Task description: Please transcribe exactly, and only, the lines of the data below between the line holding "search: metal railing" and the line holding "search: hazy sky near horizon", inclusive.

*** Opening Study material ***

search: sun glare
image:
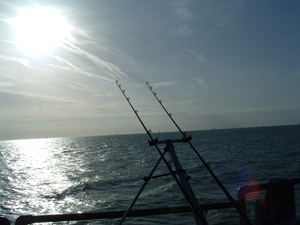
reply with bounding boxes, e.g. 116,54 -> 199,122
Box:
11,7 -> 71,55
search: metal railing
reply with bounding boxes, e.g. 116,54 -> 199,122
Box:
237,178 -> 300,202
14,202 -> 244,225
1,178 -> 299,225
0,217 -> 10,225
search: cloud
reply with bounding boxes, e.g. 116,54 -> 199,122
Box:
186,48 -> 195,54
60,39 -> 128,79
0,89 -> 109,122
0,71 -> 21,81
195,77 -> 205,86
267,70 -> 278,76
0,54 -> 35,68
0,82 -> 14,88
196,53 -> 206,63
64,80 -> 110,95
186,49 -> 206,63
68,26 -> 92,42
48,53 -> 114,82
172,1 -> 193,22
0,89 -> 84,109
171,1 -> 246,38
67,23 -> 136,71
170,1 -> 194,36
177,25 -> 192,36
216,2 -> 245,27
152,81 -> 176,87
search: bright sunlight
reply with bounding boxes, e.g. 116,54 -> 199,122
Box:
11,7 -> 71,55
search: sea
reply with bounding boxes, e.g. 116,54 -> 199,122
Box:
0,125 -> 299,225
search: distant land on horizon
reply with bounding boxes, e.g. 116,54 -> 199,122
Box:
1,123 -> 299,142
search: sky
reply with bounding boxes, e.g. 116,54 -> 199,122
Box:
0,0 -> 299,140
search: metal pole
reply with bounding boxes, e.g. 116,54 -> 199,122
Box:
165,140 -> 204,225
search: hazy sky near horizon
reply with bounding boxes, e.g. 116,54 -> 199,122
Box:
0,0 -> 300,140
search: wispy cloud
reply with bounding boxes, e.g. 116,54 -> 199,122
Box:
61,39 -> 128,79
216,1 -> 245,27
186,49 -> 206,63
171,0 -> 194,36
64,80 -> 109,95
196,53 -> 206,63
177,25 -> 192,36
0,89 -> 89,112
0,82 -> 14,88
194,77 -> 206,86
172,1 -> 193,22
0,54 -> 35,68
152,81 -> 176,87
0,71 -> 22,81
48,53 -> 114,82
171,1 -> 245,38
267,70 -> 279,76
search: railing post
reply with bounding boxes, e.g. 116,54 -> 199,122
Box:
263,179 -> 296,225
252,178 -> 296,225
238,201 -> 248,225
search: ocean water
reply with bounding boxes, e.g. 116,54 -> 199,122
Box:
0,125 -> 299,224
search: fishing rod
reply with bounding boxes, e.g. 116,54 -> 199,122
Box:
146,82 -> 253,225
116,80 -> 208,225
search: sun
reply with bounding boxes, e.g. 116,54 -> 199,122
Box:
11,7 -> 71,55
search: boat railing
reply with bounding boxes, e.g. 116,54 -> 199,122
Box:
13,201 -> 244,225
2,178 -> 299,224
0,217 -> 10,225
237,177 -> 300,202
238,178 -> 300,225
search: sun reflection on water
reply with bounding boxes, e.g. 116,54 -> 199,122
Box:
4,138 -> 74,215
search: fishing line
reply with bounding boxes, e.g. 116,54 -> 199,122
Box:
146,82 -> 252,225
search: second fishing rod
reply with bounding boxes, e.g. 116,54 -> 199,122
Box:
146,82 -> 252,225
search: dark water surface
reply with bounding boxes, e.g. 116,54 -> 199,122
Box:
1,125 -> 299,224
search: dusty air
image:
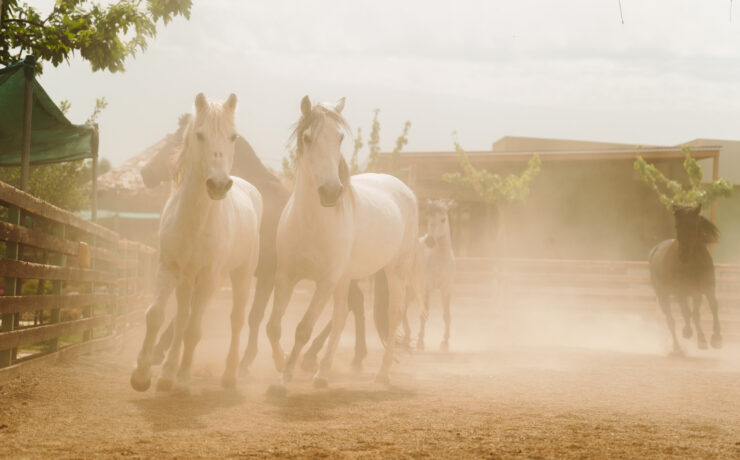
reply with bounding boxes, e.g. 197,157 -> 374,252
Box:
2,1 -> 740,458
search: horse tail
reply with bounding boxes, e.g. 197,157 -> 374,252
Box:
373,268 -> 390,347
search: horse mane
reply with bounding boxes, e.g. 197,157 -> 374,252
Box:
699,215 -> 720,244
289,102 -> 353,202
172,99 -> 236,188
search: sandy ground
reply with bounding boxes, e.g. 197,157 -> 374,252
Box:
2,291 -> 740,459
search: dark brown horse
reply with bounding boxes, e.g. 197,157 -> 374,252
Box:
649,204 -> 722,355
140,120 -> 368,373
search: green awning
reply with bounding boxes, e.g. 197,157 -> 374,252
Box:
0,56 -> 98,166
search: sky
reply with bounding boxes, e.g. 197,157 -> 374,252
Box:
27,0 -> 740,168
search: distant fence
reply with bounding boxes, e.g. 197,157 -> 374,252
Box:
455,257 -> 740,312
0,182 -> 156,380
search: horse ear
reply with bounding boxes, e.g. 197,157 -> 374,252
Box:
301,95 -> 312,117
195,93 -> 208,114
335,97 -> 346,113
224,93 -> 238,112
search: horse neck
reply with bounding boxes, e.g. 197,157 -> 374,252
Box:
173,156 -> 216,221
232,138 -> 280,188
292,162 -> 348,224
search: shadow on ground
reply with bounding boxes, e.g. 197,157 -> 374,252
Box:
130,388 -> 245,432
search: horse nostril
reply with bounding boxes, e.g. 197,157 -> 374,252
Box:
224,179 -> 233,192
206,178 -> 216,190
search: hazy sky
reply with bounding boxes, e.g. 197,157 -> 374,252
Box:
29,0 -> 740,168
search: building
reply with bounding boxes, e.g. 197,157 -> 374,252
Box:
377,136 -> 724,261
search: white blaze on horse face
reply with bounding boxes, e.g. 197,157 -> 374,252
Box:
192,93 -> 238,200
302,119 -> 345,207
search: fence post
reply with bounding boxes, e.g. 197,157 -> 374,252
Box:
46,222 -> 66,353
0,205 -> 21,367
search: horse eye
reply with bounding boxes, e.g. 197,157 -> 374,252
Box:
196,132 -> 205,141
303,133 -> 311,145
231,134 -> 237,142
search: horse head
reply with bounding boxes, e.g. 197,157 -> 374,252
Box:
294,95 -> 350,207
424,199 -> 456,248
175,93 -> 239,200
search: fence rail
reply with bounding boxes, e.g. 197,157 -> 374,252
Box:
0,182 -> 156,379
455,257 -> 740,311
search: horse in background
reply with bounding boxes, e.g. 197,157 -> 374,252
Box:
140,114 -> 370,374
401,199 -> 456,351
649,204 -> 722,355
266,96 -> 421,390
130,93 -> 262,394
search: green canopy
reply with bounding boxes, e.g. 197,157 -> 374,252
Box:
0,56 -> 98,166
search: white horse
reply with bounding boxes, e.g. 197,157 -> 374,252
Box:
130,93 -> 262,394
403,199 -> 456,351
265,96 -> 421,390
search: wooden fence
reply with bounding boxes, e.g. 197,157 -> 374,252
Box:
455,257 -> 740,312
0,182 -> 156,380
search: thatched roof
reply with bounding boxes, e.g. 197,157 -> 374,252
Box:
96,134 -> 179,213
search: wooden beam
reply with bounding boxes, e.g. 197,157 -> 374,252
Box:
0,258 -> 117,283
0,314 -> 112,350
19,59 -> 33,191
0,294 -> 115,316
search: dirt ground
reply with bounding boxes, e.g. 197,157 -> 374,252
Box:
2,291 -> 740,459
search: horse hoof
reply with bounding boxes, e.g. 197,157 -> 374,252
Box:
130,368 -> 151,392
266,383 -> 287,399
221,375 -> 237,390
350,360 -> 363,373
312,376 -> 329,389
711,334 -> 723,349
155,377 -> 173,392
281,370 -> 293,385
682,326 -> 692,339
375,373 -> 390,385
697,338 -> 708,350
300,356 -> 319,373
440,341 -> 449,352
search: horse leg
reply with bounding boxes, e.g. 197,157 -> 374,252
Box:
400,300 -> 411,349
174,273 -> 217,394
266,273 -> 297,373
417,289 -> 430,350
282,280 -> 335,385
657,294 -> 681,355
158,282 -> 192,391
440,284 -> 452,352
152,320 -> 174,365
301,321 -> 332,373
691,295 -> 708,350
304,281 -> 366,373
677,297 -> 692,339
239,272 -> 274,375
314,281 -> 351,388
349,280 -> 367,371
130,266 -> 175,392
223,266 -> 251,389
707,290 -> 723,349
377,269 -> 404,384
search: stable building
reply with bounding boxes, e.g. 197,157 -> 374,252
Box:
377,136 -> 722,262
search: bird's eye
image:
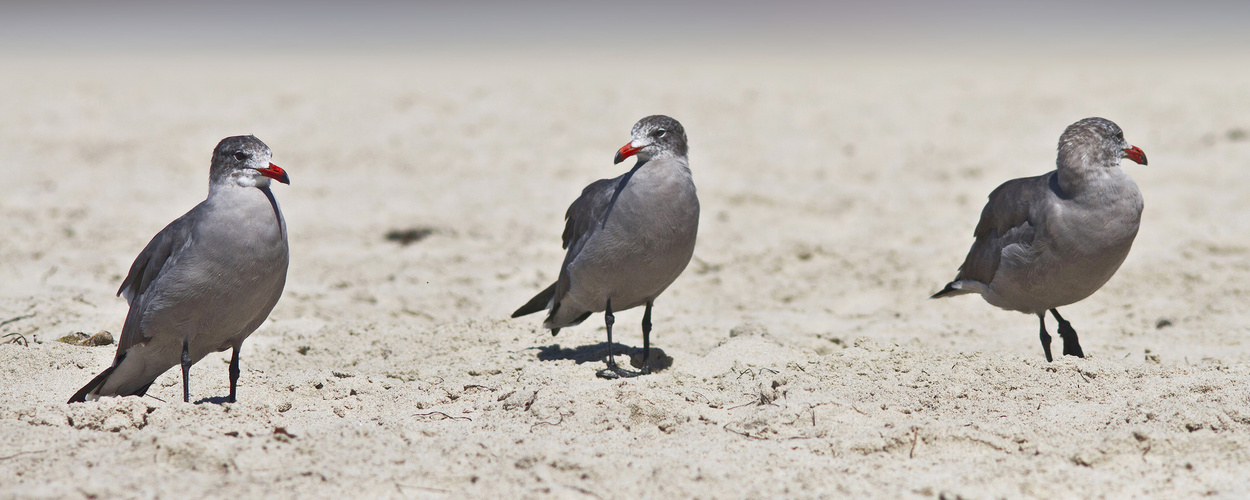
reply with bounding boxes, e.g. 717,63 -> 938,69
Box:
233,151 -> 248,161
654,129 -> 667,138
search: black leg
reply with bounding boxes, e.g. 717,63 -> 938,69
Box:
597,299 -> 619,378
1050,308 -> 1085,358
640,301 -> 653,374
596,299 -> 641,379
1038,313 -> 1053,363
228,345 -> 240,403
605,298 -> 615,370
181,337 -> 192,403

*** Closing Study material ***

Task response:
search: metal railing
reply with bounding boxes, e.g. 116,54 -> 199,122
Box:
237,178 -> 300,202
14,202 -> 244,225
1,178 -> 299,225
0,217 -> 10,225
search: cloud
reply with bounding boxes, e.g. 116,54 -> 199,122
Box:
186,48 -> 195,54
60,39 -> 128,79
0,89 -> 109,122
0,71 -> 21,81
195,77 -> 205,86
267,70 -> 278,76
0,54 -> 35,68
0,82 -> 14,88
196,53 -> 206,63
64,80 -> 110,95
186,49 -> 206,63
68,26 -> 92,42
48,53 -> 114,82
172,1 -> 193,22
0,89 -> 84,109
171,1 -> 246,38
67,23 -> 136,71
170,1 -> 194,36
177,25 -> 192,36
216,2 -> 245,27
152,81 -> 176,87
search: bright sunlight
reply with bounding boxes, e.g. 116,54 -> 199,122
Box:
11,7 -> 71,55
search: sea
reply with bounding boxes, e.g. 116,54 -> 199,122
Box:
0,125 -> 299,225
search: distant land on horizon
reply with bounding boxes, e.g. 116,54 -> 199,122
Box:
1,123 -> 299,142
search: sky
reply with bounding boxes, e.g. 116,54 -> 199,122
Box:
0,0 -> 299,140
search: metal pole
reply with bounding boxes, e.g. 116,54 -> 199,122
Box:
165,140 -> 204,225
search: hazy sky near horizon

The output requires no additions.